▶ [Source data]
********

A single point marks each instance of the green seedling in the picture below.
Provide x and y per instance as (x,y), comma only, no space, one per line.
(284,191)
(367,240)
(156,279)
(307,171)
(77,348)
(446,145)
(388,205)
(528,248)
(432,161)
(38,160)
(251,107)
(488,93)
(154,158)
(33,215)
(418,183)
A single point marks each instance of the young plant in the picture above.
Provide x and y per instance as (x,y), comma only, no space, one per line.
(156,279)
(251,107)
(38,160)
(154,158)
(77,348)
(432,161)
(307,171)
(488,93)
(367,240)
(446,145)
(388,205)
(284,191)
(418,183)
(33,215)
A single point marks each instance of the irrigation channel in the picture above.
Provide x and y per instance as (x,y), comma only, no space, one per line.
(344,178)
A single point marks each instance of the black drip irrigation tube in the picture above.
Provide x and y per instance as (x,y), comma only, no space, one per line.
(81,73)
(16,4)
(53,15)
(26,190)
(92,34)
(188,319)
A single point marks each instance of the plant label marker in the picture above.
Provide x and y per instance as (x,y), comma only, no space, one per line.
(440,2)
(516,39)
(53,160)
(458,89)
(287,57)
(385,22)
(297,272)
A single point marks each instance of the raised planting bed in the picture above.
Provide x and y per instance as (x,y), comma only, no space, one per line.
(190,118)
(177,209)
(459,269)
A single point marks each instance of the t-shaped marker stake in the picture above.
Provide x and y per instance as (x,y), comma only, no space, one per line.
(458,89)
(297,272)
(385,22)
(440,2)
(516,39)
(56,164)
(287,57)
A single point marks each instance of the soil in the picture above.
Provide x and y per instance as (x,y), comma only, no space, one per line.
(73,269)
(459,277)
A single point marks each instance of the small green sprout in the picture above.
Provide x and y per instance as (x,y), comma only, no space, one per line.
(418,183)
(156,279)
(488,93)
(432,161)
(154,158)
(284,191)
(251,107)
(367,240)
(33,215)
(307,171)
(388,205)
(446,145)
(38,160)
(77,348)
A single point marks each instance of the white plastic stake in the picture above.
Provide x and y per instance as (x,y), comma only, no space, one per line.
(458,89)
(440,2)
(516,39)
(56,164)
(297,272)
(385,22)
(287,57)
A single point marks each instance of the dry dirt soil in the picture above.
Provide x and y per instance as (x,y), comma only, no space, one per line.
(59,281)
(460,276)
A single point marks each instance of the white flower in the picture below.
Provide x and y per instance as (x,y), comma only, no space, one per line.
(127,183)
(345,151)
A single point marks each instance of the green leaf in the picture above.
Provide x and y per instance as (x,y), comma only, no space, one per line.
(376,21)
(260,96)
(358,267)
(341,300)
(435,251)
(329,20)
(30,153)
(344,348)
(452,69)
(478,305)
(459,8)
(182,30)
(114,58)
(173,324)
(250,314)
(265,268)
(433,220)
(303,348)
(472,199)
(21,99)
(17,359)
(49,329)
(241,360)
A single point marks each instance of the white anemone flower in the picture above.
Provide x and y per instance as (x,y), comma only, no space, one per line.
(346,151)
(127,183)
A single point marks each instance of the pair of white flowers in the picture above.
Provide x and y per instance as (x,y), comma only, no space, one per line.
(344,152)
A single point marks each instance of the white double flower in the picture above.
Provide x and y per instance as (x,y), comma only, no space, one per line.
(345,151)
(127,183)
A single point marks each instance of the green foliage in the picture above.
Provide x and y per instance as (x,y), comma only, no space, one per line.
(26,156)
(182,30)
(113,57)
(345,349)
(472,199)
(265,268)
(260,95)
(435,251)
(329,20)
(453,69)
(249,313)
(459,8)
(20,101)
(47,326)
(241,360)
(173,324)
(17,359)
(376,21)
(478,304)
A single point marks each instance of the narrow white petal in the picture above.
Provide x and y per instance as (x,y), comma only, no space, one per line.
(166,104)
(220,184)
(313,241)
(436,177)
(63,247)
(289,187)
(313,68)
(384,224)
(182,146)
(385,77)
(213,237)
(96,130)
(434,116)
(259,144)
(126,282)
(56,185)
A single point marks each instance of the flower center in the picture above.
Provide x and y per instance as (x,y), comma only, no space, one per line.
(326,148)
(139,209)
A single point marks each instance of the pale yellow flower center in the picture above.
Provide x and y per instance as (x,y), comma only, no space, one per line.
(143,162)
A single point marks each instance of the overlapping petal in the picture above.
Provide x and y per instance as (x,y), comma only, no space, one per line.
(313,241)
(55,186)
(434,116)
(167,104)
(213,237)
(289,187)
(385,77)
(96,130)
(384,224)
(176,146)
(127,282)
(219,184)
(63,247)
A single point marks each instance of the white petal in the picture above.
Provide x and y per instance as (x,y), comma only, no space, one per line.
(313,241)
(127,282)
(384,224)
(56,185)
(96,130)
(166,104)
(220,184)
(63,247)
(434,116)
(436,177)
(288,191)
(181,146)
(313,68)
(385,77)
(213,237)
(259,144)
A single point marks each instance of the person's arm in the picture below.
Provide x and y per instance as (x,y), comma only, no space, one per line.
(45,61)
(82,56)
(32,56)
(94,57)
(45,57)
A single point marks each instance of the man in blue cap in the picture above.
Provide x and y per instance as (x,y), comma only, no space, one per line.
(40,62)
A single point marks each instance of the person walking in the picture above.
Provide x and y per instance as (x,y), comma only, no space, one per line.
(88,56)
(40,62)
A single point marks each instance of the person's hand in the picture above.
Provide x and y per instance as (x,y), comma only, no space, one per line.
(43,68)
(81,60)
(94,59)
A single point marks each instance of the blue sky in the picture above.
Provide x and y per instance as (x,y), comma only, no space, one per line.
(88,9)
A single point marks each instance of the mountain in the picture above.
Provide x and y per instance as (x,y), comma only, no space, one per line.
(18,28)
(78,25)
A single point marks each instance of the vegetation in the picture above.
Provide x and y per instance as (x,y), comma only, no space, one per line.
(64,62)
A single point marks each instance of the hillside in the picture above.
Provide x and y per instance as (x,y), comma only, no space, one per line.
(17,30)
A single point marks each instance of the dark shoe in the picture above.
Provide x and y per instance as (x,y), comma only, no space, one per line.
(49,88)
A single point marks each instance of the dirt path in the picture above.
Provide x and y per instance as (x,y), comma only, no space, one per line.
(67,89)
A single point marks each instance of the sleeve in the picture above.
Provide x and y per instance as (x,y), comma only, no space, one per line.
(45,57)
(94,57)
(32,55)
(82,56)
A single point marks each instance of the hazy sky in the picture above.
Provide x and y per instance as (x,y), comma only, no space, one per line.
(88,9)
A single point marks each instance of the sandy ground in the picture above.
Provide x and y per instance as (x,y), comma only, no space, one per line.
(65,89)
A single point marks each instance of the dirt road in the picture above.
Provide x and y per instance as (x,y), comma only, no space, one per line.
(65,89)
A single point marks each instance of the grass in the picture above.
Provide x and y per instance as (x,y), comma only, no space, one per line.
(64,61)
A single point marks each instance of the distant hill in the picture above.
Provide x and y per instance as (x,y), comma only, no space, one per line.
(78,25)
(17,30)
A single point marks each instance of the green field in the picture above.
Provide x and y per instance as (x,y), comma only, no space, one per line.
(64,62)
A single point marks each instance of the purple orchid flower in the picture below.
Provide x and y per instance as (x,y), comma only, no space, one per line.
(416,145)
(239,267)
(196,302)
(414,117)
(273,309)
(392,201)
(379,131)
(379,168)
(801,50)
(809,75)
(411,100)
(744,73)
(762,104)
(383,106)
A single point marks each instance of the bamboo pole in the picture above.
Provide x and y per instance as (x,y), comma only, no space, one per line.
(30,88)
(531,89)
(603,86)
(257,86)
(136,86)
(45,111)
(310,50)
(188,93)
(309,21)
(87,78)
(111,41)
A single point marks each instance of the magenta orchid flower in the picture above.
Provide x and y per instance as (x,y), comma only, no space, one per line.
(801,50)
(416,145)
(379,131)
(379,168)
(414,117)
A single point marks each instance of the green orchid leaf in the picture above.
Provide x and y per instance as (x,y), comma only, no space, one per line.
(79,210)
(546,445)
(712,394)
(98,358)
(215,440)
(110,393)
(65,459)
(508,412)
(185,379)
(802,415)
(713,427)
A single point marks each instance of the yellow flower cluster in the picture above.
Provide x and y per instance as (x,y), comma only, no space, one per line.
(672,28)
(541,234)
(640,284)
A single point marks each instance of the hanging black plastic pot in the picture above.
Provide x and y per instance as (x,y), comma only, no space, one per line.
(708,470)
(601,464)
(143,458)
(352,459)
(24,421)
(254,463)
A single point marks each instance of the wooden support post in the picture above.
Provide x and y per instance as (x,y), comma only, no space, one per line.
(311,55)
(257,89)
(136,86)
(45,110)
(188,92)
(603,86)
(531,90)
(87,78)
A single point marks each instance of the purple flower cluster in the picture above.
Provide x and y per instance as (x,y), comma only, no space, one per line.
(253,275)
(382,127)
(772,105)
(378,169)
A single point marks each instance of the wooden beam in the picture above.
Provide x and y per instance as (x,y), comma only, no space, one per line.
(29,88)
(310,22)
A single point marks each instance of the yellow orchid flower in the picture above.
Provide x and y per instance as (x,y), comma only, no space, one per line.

********

▶ [Set exercise]
Reproduce word for word the lines of the records that begin at the line containing "A single point marks each instance of the yellow orchid" and run to the end of the records, with that first line and the last line both included.

▶ [Exercise response]
A single point marks each instance of the yellow orchid flower in the picture above.
Provide x and y per instance as (x,y), comma only, no space, one per line.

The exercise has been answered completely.